* _Written instruction_
Pick out each line of the records that contains the string "diagonal", and copy those lines.

___

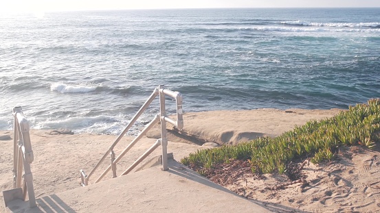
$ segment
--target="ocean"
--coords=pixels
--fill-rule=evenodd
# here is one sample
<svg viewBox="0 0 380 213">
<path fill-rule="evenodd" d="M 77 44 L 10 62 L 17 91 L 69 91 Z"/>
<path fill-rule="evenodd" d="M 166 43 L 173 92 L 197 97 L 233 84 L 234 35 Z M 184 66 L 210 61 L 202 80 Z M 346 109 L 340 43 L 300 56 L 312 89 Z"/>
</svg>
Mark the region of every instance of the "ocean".
<svg viewBox="0 0 380 213">
<path fill-rule="evenodd" d="M 118 134 L 159 85 L 185 113 L 380 97 L 380 8 L 0 14 L 0 129 L 21 106 L 33 129 Z"/>
</svg>

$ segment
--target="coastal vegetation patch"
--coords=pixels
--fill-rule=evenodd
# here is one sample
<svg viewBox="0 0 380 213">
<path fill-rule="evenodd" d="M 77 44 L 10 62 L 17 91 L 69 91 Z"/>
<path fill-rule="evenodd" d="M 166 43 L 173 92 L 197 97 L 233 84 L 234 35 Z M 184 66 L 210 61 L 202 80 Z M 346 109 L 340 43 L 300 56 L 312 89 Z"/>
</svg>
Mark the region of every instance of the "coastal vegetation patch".
<svg viewBox="0 0 380 213">
<path fill-rule="evenodd" d="M 296 126 L 280 136 L 199 150 L 181 162 L 210 177 L 214 168 L 247 162 L 254 174 L 286 173 L 294 176 L 289 177 L 294 180 L 302 178 L 294 173 L 295 162 L 309 159 L 319 164 L 333 160 L 342 147 L 372 149 L 379 142 L 380 99 L 372 99 L 367 103 L 350 106 L 348 110 L 342 111 L 332 118 L 313 120 Z"/>
</svg>

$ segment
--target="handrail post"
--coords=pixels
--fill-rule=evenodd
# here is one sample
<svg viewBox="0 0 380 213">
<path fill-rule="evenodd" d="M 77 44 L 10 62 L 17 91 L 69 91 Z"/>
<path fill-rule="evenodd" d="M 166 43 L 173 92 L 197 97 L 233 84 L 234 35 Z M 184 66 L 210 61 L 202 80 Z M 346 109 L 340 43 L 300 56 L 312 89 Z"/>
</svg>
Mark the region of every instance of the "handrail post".
<svg viewBox="0 0 380 213">
<path fill-rule="evenodd" d="M 115 164 L 115 152 L 113 150 L 111 151 L 111 165 L 112 167 L 112 178 L 118 177 L 116 175 L 116 164 Z"/>
<path fill-rule="evenodd" d="M 29 195 L 29 205 L 30 208 L 36 206 L 36 197 L 33 187 L 33 175 L 30 169 L 30 164 L 34 160 L 33 151 L 30 143 L 29 134 L 29 123 L 25 118 L 21 107 L 13 108 L 14 117 L 14 188 L 21 188 L 23 176 L 23 166 L 24 170 L 23 184 L 22 190 L 24 200 L 26 195 Z M 17 146 L 16 147 L 16 141 Z"/>
<path fill-rule="evenodd" d="M 166 122 L 165 117 L 166 112 L 165 110 L 165 93 L 163 90 L 164 86 L 159 86 L 159 118 L 161 121 L 161 147 L 162 149 L 162 170 L 168 170 L 168 138 L 166 137 Z"/>
</svg>

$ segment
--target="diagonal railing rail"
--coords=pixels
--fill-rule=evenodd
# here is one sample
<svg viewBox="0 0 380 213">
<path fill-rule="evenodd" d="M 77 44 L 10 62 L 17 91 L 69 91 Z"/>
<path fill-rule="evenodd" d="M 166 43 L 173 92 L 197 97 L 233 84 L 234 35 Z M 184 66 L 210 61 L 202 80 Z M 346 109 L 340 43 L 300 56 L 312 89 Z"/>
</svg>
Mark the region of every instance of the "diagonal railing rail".
<svg viewBox="0 0 380 213">
<path fill-rule="evenodd" d="M 131 142 L 131 143 L 120 153 L 120 154 L 116 157 L 113 149 L 116 145 L 120 141 L 122 138 L 125 135 L 128 130 L 132 127 L 137 118 L 142 115 L 142 114 L 146 110 L 149 105 L 153 101 L 157 96 L 159 96 L 159 113 L 157 114 L 155 118 L 142 130 L 142 131 Z M 165 96 L 169 96 L 175 99 L 177 105 L 177 119 L 172 120 L 166 115 L 166 104 L 165 104 Z M 166 122 L 173 125 L 175 127 L 180 129 L 183 127 L 183 111 L 182 111 L 182 95 L 179 92 L 174 92 L 168 89 L 166 89 L 164 86 L 159 86 L 155 88 L 153 92 L 150 95 L 149 98 L 145 101 L 144 105 L 141 107 L 136 114 L 132 118 L 129 123 L 124 128 L 123 131 L 118 136 L 116 140 L 109 147 L 106 153 L 103 155 L 100 160 L 92 169 L 92 171 L 86 175 L 83 170 L 80 170 L 80 178 L 81 184 L 83 186 L 89 184 L 89 180 L 90 177 L 94 174 L 95 171 L 98 168 L 100 164 L 106 159 L 108 155 L 111 156 L 111 164 L 106 168 L 106 170 L 100 175 L 100 176 L 95 181 L 95 183 L 99 182 L 110 170 L 112 170 L 113 177 L 117 177 L 116 173 L 116 164 L 125 155 L 125 154 L 140 140 L 146 132 L 150 129 L 155 124 L 160 121 L 161 123 L 161 138 L 158 139 L 156 142 L 149 148 L 140 158 L 132 164 L 126 171 L 124 171 L 121 175 L 124 175 L 131 172 L 137 164 L 139 164 L 144 159 L 145 159 L 149 154 L 150 154 L 159 145 L 162 148 L 162 168 L 164 171 L 168 170 L 168 140 L 166 138 Z"/>
</svg>

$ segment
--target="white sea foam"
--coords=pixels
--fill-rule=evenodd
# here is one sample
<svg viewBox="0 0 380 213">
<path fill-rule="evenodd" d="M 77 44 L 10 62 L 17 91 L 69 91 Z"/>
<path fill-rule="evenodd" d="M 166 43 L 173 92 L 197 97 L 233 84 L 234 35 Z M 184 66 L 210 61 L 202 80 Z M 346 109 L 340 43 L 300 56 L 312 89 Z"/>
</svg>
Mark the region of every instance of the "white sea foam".
<svg viewBox="0 0 380 213">
<path fill-rule="evenodd" d="M 241 27 L 241 29 L 256 29 L 259 31 L 269 31 L 269 32 L 366 32 L 366 33 L 378 33 L 380 32 L 380 29 L 362 29 L 362 28 L 324 28 L 324 27 Z"/>
<path fill-rule="evenodd" d="M 52 91 L 57 91 L 60 93 L 78 93 L 78 92 L 89 92 L 95 91 L 95 86 L 69 86 L 65 84 L 56 83 L 52 84 L 50 90 Z"/>
<path fill-rule="evenodd" d="M 311 27 L 377 27 L 380 26 L 380 22 L 371 23 L 314 23 L 304 21 L 282 21 L 284 25 L 302 25 Z"/>
</svg>

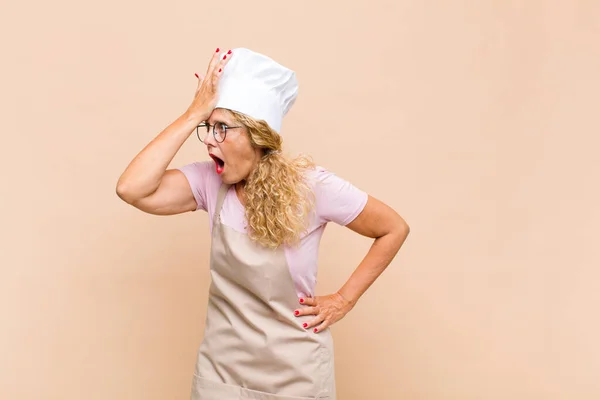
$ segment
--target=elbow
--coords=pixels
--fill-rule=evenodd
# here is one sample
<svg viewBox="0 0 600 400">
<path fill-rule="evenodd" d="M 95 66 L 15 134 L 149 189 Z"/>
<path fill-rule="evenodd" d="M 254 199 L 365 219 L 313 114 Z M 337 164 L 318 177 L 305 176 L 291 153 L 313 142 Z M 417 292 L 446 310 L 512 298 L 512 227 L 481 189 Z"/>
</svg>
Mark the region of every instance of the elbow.
<svg viewBox="0 0 600 400">
<path fill-rule="evenodd" d="M 119 196 L 119 198 L 127 204 L 133 204 L 137 200 L 135 193 L 131 189 L 130 185 L 128 185 L 122 180 L 119 180 L 119 182 L 117 182 L 115 192 L 117 193 L 117 196 Z"/>
</svg>

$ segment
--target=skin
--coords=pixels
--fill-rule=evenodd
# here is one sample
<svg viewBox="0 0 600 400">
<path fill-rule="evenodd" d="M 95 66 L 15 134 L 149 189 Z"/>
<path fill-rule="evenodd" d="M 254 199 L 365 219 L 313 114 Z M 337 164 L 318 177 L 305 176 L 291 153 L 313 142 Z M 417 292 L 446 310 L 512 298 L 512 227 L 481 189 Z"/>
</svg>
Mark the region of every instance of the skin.
<svg viewBox="0 0 600 400">
<path fill-rule="evenodd" d="M 120 176 L 116 192 L 126 203 L 155 215 L 174 215 L 196 209 L 191 188 L 183 173 L 167 169 L 177 151 L 200 122 L 214 125 L 223 122 L 233 127 L 238 124 L 222 109 L 215 109 L 218 82 L 227 62 L 235 57 L 230 52 L 216 51 L 208 65 L 205 77 L 199 76 L 194 99 L 188 109 L 160 132 L 129 163 Z M 245 128 L 228 129 L 225 141 L 218 143 L 212 128 L 204 140 L 209 154 L 223 161 L 221 178 L 234 184 L 238 198 L 245 204 L 244 185 L 263 154 L 252 147 Z M 374 239 L 361 263 L 346 283 L 333 294 L 298 299 L 297 316 L 313 315 L 304 326 L 318 333 L 335 324 L 358 302 L 375 282 L 409 234 L 408 224 L 385 203 L 369 196 L 363 211 L 348 225 L 348 229 Z"/>
</svg>

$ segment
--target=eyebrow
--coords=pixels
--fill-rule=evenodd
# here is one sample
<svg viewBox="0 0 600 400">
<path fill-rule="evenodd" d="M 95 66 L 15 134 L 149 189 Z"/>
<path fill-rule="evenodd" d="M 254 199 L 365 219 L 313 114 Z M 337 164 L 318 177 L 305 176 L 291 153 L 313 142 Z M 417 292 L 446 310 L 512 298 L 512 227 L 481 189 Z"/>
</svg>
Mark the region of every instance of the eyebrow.
<svg viewBox="0 0 600 400">
<path fill-rule="evenodd" d="M 208 121 L 206 121 L 206 122 L 208 122 L 208 123 L 209 123 L 209 124 L 211 124 L 211 125 L 214 125 L 214 124 L 215 124 L 215 123 L 217 123 L 217 122 L 221 122 L 221 123 L 223 123 L 223 124 L 225 124 L 225 125 L 227 125 L 227 126 L 231 125 L 229 122 L 227 122 L 227 121 L 224 121 L 222 118 L 215 118 L 215 119 L 214 119 L 214 120 L 212 120 L 212 121 L 211 121 L 211 120 L 210 120 L 210 118 L 209 118 L 209 119 L 208 119 Z"/>
</svg>

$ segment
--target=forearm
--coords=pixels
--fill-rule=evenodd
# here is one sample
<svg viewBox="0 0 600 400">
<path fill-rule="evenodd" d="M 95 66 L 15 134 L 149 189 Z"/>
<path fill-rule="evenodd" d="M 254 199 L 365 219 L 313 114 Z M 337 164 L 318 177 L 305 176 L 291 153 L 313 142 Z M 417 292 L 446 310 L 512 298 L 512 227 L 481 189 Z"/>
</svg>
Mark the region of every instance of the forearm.
<svg viewBox="0 0 600 400">
<path fill-rule="evenodd" d="M 152 194 L 173 157 L 200 122 L 201 117 L 186 112 L 148 143 L 119 178 L 119 196 L 131 201 Z"/>
<path fill-rule="evenodd" d="M 354 306 L 392 262 L 407 235 L 408 227 L 402 227 L 375 239 L 365 258 L 338 293 Z"/>
</svg>

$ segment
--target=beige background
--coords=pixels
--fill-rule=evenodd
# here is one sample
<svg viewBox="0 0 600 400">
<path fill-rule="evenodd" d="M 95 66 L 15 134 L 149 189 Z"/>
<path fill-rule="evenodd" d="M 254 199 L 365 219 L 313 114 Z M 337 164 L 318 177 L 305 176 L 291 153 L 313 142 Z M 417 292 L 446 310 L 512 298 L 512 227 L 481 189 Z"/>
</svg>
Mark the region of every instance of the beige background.
<svg viewBox="0 0 600 400">
<path fill-rule="evenodd" d="M 220 46 L 298 73 L 304 152 L 410 224 L 333 327 L 341 400 L 600 398 L 597 1 L 7 4 L 0 398 L 185 399 L 208 218 L 121 202 Z M 207 159 L 192 136 L 173 166 Z M 370 241 L 332 225 L 319 294 Z"/>
</svg>

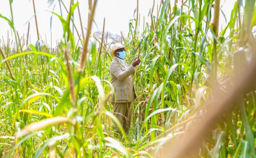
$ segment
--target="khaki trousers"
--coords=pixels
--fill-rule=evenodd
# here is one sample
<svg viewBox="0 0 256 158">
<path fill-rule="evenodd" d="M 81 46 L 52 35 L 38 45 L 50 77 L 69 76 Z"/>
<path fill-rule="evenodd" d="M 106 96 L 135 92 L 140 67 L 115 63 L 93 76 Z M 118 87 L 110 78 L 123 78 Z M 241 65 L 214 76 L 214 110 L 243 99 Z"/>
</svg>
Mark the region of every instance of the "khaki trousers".
<svg viewBox="0 0 256 158">
<path fill-rule="evenodd" d="M 121 123 L 125 133 L 129 132 L 133 110 L 133 102 L 112 103 L 114 114 Z"/>
</svg>

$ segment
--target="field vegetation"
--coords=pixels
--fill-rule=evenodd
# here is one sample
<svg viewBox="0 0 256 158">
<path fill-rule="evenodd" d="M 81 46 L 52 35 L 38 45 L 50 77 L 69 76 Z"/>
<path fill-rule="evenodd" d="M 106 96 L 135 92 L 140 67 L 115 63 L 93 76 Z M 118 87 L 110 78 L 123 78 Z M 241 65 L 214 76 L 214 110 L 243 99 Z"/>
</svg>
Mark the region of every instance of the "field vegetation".
<svg viewBox="0 0 256 158">
<path fill-rule="evenodd" d="M 87 26 L 73 23 L 76 1 L 48 1 L 68 13 L 52 12 L 63 29 L 54 49 L 38 30 L 35 44 L 29 28 L 19 36 L 12 0 L 12 17 L 0 13 L 14 35 L 0 40 L 0 157 L 255 157 L 255 0 L 236 0 L 221 29 L 220 0 L 161 0 L 150 23 L 134 6 L 121 35 L 127 62 L 142 59 L 128 134 L 109 102 L 112 41 L 104 27 L 102 37 L 91 31 L 97 0 L 89 0 Z"/>
</svg>

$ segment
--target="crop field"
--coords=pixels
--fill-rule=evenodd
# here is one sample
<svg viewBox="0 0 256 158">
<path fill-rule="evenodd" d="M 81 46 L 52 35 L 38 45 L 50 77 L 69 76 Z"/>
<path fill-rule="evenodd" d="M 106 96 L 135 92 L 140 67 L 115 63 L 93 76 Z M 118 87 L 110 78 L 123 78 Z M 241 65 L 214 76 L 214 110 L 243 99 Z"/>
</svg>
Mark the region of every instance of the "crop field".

___

* _Solution to the problem_
--target="diagonal railing rail"
Mark the region of every instance of the "diagonal railing rail".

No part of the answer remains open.